**RECORDS SHOWN:**
■ ■ ■

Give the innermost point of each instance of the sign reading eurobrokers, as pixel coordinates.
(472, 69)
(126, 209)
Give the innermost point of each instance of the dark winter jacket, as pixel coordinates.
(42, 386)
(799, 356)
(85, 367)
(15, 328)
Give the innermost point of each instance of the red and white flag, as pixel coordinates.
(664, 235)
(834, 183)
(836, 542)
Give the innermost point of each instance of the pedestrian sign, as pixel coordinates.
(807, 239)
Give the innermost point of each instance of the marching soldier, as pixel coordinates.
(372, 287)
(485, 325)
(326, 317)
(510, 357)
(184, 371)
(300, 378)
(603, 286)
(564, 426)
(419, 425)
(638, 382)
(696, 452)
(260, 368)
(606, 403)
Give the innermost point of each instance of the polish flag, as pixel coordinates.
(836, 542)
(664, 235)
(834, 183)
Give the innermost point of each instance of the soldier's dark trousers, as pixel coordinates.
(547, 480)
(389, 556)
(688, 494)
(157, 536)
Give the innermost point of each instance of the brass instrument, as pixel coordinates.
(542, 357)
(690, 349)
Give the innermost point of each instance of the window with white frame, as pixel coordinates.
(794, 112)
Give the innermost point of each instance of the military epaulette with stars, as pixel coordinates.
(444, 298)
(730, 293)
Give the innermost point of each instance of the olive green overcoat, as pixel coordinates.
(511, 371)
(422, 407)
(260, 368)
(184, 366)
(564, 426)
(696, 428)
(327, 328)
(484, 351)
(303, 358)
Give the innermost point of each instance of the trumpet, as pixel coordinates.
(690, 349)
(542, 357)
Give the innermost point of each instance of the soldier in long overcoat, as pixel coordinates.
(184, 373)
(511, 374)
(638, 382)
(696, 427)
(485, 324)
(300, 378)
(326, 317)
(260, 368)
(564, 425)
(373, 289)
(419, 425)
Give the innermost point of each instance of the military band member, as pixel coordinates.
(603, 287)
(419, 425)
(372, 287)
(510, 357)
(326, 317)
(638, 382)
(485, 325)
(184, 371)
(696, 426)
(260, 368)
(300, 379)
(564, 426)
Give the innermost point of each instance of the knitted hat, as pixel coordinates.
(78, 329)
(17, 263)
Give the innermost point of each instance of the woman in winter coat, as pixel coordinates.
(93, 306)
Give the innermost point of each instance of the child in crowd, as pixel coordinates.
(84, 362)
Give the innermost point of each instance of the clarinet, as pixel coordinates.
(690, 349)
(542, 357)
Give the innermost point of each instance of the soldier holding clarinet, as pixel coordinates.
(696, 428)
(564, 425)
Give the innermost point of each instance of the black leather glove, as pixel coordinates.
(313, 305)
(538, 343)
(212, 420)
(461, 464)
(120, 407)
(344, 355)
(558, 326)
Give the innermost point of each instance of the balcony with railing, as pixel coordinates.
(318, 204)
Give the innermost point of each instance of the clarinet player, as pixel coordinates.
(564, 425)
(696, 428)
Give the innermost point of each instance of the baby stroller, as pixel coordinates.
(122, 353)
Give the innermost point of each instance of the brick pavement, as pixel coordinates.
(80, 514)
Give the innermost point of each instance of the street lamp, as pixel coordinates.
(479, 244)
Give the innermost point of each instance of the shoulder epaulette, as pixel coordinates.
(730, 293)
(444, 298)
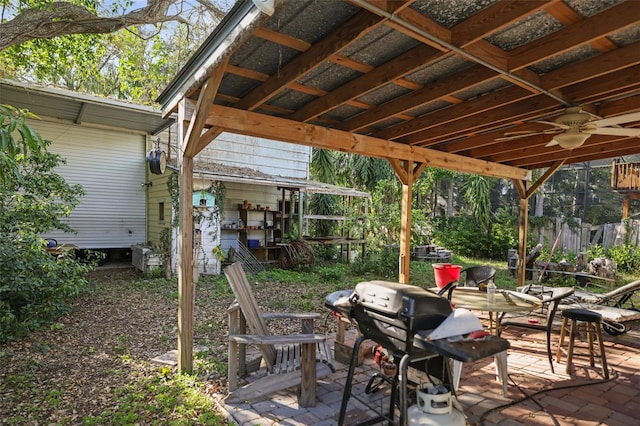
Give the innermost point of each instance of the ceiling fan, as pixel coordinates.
(575, 126)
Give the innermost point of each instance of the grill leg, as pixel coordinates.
(348, 385)
(349, 382)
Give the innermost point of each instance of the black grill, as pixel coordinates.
(391, 313)
(400, 317)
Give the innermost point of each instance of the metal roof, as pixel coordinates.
(432, 81)
(69, 106)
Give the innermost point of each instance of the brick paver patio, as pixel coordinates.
(536, 395)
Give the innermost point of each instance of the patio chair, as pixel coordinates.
(290, 360)
(619, 313)
(476, 275)
(551, 298)
(621, 297)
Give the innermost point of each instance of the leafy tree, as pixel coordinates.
(133, 64)
(35, 286)
(41, 19)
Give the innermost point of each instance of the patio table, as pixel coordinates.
(504, 301)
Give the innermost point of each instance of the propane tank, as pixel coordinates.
(434, 408)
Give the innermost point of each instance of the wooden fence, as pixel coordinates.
(579, 237)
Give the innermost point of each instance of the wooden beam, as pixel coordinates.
(201, 112)
(523, 221)
(206, 138)
(185, 252)
(477, 111)
(492, 19)
(254, 124)
(442, 87)
(356, 27)
(405, 171)
(390, 71)
(545, 177)
(614, 19)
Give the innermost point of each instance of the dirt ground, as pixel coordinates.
(74, 369)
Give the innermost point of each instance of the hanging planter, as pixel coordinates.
(157, 161)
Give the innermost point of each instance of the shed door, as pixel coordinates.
(110, 165)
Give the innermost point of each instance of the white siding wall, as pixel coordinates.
(254, 194)
(110, 166)
(267, 156)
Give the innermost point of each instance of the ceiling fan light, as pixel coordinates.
(571, 138)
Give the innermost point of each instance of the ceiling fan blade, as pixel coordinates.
(614, 131)
(552, 123)
(525, 134)
(619, 119)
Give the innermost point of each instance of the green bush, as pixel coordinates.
(626, 256)
(35, 286)
(383, 263)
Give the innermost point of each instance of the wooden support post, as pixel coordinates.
(626, 201)
(405, 233)
(407, 172)
(185, 269)
(522, 239)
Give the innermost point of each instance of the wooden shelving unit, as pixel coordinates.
(261, 233)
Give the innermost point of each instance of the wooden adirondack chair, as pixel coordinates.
(290, 360)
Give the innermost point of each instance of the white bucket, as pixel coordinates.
(433, 403)
(434, 409)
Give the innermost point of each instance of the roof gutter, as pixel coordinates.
(408, 25)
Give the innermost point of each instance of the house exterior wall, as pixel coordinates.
(264, 155)
(110, 166)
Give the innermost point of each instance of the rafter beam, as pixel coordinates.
(350, 31)
(199, 118)
(254, 124)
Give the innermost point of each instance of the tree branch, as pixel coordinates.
(62, 18)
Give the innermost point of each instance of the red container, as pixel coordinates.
(446, 273)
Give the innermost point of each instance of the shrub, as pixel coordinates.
(626, 256)
(35, 286)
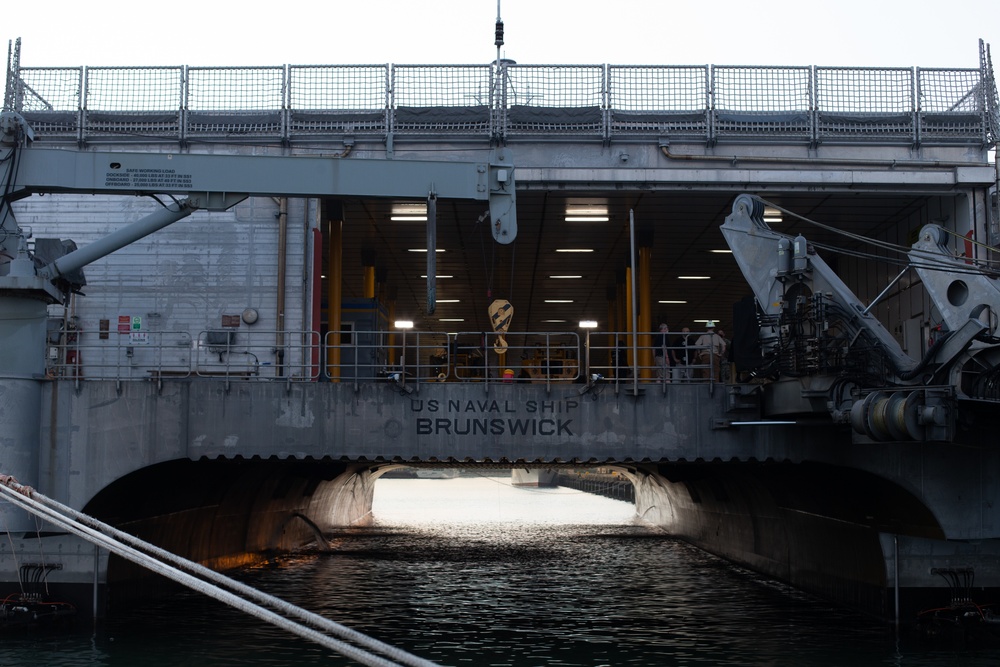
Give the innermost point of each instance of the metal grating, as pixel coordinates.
(661, 101)
(49, 99)
(952, 105)
(236, 101)
(338, 99)
(554, 99)
(452, 99)
(856, 104)
(144, 102)
(435, 102)
(768, 103)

■ ■ ■

**DESCRIPTION OF THE TASK:**
Without copying any picture, repeat all of the entries exactly.

**RESPONSE:**
Give the innermost point of each instance of the sign reading eurobrokers, as pixel coordinates.
(472, 69)
(126, 209)
Give the innermost point of each instance of the dark winter jacket, as pixel coordinates.
(42, 386)
(799, 356)
(85, 367)
(15, 328)
Give the innermost point of each instance of the red and white flag, as pixel coordinates.
(664, 235)
(834, 183)
(836, 542)
Give the innermost point of each instance of the pedestrian sign, as pixel coordinates.
(807, 239)
Give the innermost point of each instance of the marching soldier, as pixel coordinates.
(372, 287)
(485, 325)
(326, 317)
(510, 357)
(184, 371)
(300, 378)
(603, 286)
(564, 426)
(419, 425)
(638, 382)
(696, 452)
(260, 368)
(606, 403)
Give the innermost point of each instance of the polish flag, as pixel coordinates.
(836, 542)
(664, 235)
(834, 183)
Give the innermost point of each instance of the soldier's dark trousers, as pixel coordinates.
(547, 480)
(389, 556)
(688, 494)
(157, 536)
Give the innermost point of each instance of the brass instrument, as pixel coordinates.
(542, 357)
(690, 349)
Give the innermost point of each instance of the window with white frame, as pixel coordinates.
(794, 112)
Give the innermost point of each instance of the military epaulette with stars, as pixel coordinates.
(444, 298)
(730, 293)
Give the innermost point of each instance of the olive green overcoat, as pixel coordinates.
(511, 371)
(422, 407)
(260, 368)
(184, 366)
(564, 426)
(696, 428)
(327, 328)
(484, 351)
(303, 358)
Give the innermost point of each instance of the trumpet, as pixel coordinates.
(690, 349)
(542, 357)
Give the innermost point of each instance of the soldier in long overcoat, as pixel coordinates.
(184, 373)
(511, 374)
(638, 382)
(696, 427)
(485, 324)
(300, 378)
(326, 317)
(260, 368)
(564, 425)
(373, 289)
(419, 425)
Give the innermost point of each instance of the military band member, as pixel coordinates.
(603, 287)
(419, 425)
(372, 287)
(510, 357)
(326, 317)
(638, 382)
(485, 325)
(184, 371)
(696, 426)
(260, 368)
(300, 379)
(564, 426)
Give the innermost point of each instance of the knitted hat, as pixel coordinates.
(78, 329)
(17, 263)
Give the innermost point of each instance of the woman in winter coat, as pixel coordinates.
(93, 306)
Give the innermost point of each instance of the child in crowd, as pixel coordinates.
(84, 362)
Give the innermost point of each instance of the clarinet, as pixel coordinates.
(690, 349)
(542, 357)
Give the innermost point of each instance of the soldier holding clarinet, as pixel coordinates.
(696, 428)
(564, 425)
Give the innermost point of each instance of the black leather glove, as pixel coordinates.
(313, 305)
(538, 343)
(212, 420)
(461, 464)
(120, 407)
(344, 355)
(558, 326)
Give the innermost point of each instance of the balcony with railing, as pixel coordinates.
(318, 204)
Give the innermost point of each instance of the clarinet player, as pixel coordinates.
(564, 425)
(696, 428)
Give the innermost point of each instance of the baby stroller, as pixel coordinates.
(122, 353)
Give the innermost point of each instance of the brick pavement, as pixel coordinates.
(80, 514)
Give the innermost point of each instance of the street lamp, as pixel coordinates.
(479, 244)
Give the innermost point of each instance of the shoulder epaulette, as pixel coordinates.
(730, 293)
(444, 298)
Give the innermost point of each instance of the ceiling fan, as pixel coordinates.
(575, 126)
Give the innermost point of each instance of the grill leg, as pixel coordinates.
(348, 385)
(349, 382)
Give the innermost point of each instance of the black grill, as pixel coordinates.
(391, 313)
(400, 317)
Give the innermost point of each instance of the metal roof, as pixel coordinates.
(432, 81)
(69, 106)
Give the innermost point of each instance of the brick paver patio, as pixel coordinates.
(536, 395)
Give the innermost point of each instance of the patio chair, as pixel coordinates.
(290, 360)
(619, 313)
(476, 275)
(551, 298)
(621, 297)
Give the innermost point of each instance of the leafy tree, as pixel coordinates.
(133, 64)
(35, 286)
(41, 19)
Give the innermost point of each instance of the patio table, as pixel coordinates.
(504, 301)
Give the innermost point of each instance of the propane tank, as pixel coordinates.
(434, 408)
Give the innermost point of each instance of the wooden fence, as pixel coordinates.
(579, 237)
Give the innermost point of each instance of the wooden beam, as pixel coordinates.
(201, 112)
(523, 221)
(206, 138)
(185, 252)
(477, 111)
(492, 19)
(254, 124)
(442, 87)
(356, 27)
(405, 171)
(390, 71)
(545, 177)
(614, 19)
Give the innermost point of each instance of the dirt ground, as pixel coordinates.
(74, 369)
Give the innermost point of each instance of the hanging planter, as pixel coordinates.
(157, 161)
Give the innermost point of each instance of the shed door, as pixel coordinates.
(110, 165)
Give the innermost point of each instance of the white siding wall, as pixel coordinates.
(254, 194)
(110, 166)
(267, 156)
Give the innermost point of each instance of the ceiling fan light, as pixel coordinates.
(571, 138)
Give the innermost point of each instance of the ceiling fan blade, as pixel coordinates.
(614, 131)
(552, 123)
(525, 134)
(619, 119)
Give the innermost point of each instance of the green bush, as pixel coordinates.
(626, 256)
(35, 286)
(383, 263)
Give the innermost point of each instance of the wooden support post, as pixel coordinates.
(626, 201)
(405, 233)
(407, 172)
(185, 269)
(522, 239)
Give the innermost point of each instance of the wooden shelving unit, as pixel coordinates.
(261, 233)
Give the innermost point of each instance of the wooden adirondack chair, as pixel coordinates.
(290, 360)
Give the innermost point of each instance of the white bucket, as pixel coordinates.
(433, 403)
(434, 409)
Give the innermost point of each instance of the roof gutter, as pixel coordinates.
(408, 25)
Give the innermost point of each instance of the house exterior wall, as pixel coordinates.
(264, 155)
(110, 166)
Give the innermost point of each instance of the rafter beam, as pixel coordinates.
(350, 31)
(199, 118)
(254, 124)
Give the innermost point of each instance of the tree branch, as pixel coordinates.
(62, 18)
Give the innermost point of each instance of the red container, as pixel coordinates.
(446, 273)
Give the innermost point of each instance of the shrub, as pixel coordinates.
(626, 256)
(35, 286)
Give the innermost point of each instance of the metal grating, as pixel coordinates.
(661, 101)
(49, 99)
(952, 105)
(236, 101)
(338, 99)
(554, 99)
(452, 99)
(856, 104)
(144, 102)
(435, 102)
(768, 103)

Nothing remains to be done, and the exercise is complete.